Menurut teks tentang ekstraktor waveform MiniSEED di bawah, komponen apa saja yang diproses oleh alat tersebut?

= KUTIPAN TEKS =
....

# Ekstraktor Waveform MiniSEED

## Fungsi
Alat ini:
1. Membaca file MiniSEED gabungan
2. Mengekstrak waveform komponen vertikal
3. Menampilkan plot semua stasiun yang tersedia
4. Memungkinkan pemilihan stasiun untuk diekstrak

## Petunjuk Penggunaan
1. Jalankan sel di bawah ini
2. Saat diminta, tempelkan path lengkap ke file MiniSEED gabungan Anda
   - Contoh: `C:/data/combined_waveforms.mseed`
3. Skrip akan menampilkan semua stasiun dengan komponen vertikal
4. Pilih stasiun dengan memasukkan nomornya (dimulai dari 0), dipisahkan koma
   - Contoh: `0, 2, 5`

## Output
- Mengembalikan waveform yang terekstrak untuk stasiun terpilih
- Menyimpan plot sebagai file DAT di direktori yang sama

## Catatan
- Hanya memproses komponen vertikal (saluran Z)

....

= CUPLIKAN BARIS =
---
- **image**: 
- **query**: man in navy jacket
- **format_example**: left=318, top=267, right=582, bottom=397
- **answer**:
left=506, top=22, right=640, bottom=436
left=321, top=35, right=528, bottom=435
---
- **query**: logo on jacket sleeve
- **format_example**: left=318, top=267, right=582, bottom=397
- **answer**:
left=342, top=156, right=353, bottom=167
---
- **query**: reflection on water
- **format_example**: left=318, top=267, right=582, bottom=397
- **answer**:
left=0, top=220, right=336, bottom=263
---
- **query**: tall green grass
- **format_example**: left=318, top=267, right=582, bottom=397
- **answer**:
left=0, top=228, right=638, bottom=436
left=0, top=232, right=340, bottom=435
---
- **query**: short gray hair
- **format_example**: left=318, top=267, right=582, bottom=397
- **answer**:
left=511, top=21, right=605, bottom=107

....

= KELUARAN BERIKUT =
Hanya komponen vertikal (saluran Z).